**DATA SUPPLIED:**
<<<<

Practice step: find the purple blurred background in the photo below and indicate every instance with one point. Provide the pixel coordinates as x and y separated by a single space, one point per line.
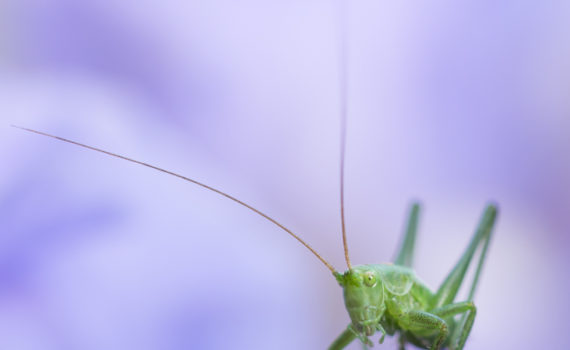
453 103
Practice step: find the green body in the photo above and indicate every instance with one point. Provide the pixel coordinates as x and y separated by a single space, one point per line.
391 299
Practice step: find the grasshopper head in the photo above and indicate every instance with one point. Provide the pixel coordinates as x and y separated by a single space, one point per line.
363 297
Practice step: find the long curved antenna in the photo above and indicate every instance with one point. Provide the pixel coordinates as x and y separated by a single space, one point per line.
329 266
343 19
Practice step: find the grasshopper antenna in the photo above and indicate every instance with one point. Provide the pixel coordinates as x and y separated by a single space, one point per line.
329 266
343 80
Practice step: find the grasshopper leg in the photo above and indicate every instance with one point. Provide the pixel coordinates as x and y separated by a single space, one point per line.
462 330
405 254
450 286
419 321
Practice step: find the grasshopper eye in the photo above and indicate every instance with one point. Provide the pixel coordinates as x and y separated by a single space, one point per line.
369 279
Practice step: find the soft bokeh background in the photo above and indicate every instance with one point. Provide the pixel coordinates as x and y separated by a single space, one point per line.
453 103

>>>>

**WHAT YOU ARE ASKED TO DO:** With the pictures left aside, write out all of the records above exactly.

**RESULT:**
Practice step: find the purple blurred background in the photo below and indicate every instance with one point. Provide the pixel coordinates as x and y separated by a single space, one point per line.
453 103
Practice step: find the green body in the photo above and indicate every instance with one point. Provide the pixel coordinates as x and y separated by a single space, one point per line.
391 299
Practice step: find the grasshopper head in the photo above and indicate every instance with one point. Provide the pixel coordinates as x and y separated by a single space, one point per line.
363 297
Practice step: find the long curved antenna in the photo above and indicate every instance with one point. Provide the pixel coordinates as x and y separated by a single space, one point per line.
329 266
343 19
Practice step: find the grasshopper antenna in the photo above and indicate every instance with one point. Provide the pixel coordinates as x and y separated by a single space, one point per line.
329 266
343 80
Practice step: find the grasshopper leg in the photo above and indicate every instance with one point. Provide the pixel coordinates as x and y separated by a single space, one point per line.
462 330
405 254
450 286
419 321
Practice step: find the grasshopper eye in the photo above and indicate every instance with one point. Provide the pixel coordinates as x and y separated by a single space, one point per line.
369 279
Practice step: find the soft bokeh background in the photo above and indicate every instance with one point. Provide the pixel coordinates as x and y separated by a single space, one point per line.
453 103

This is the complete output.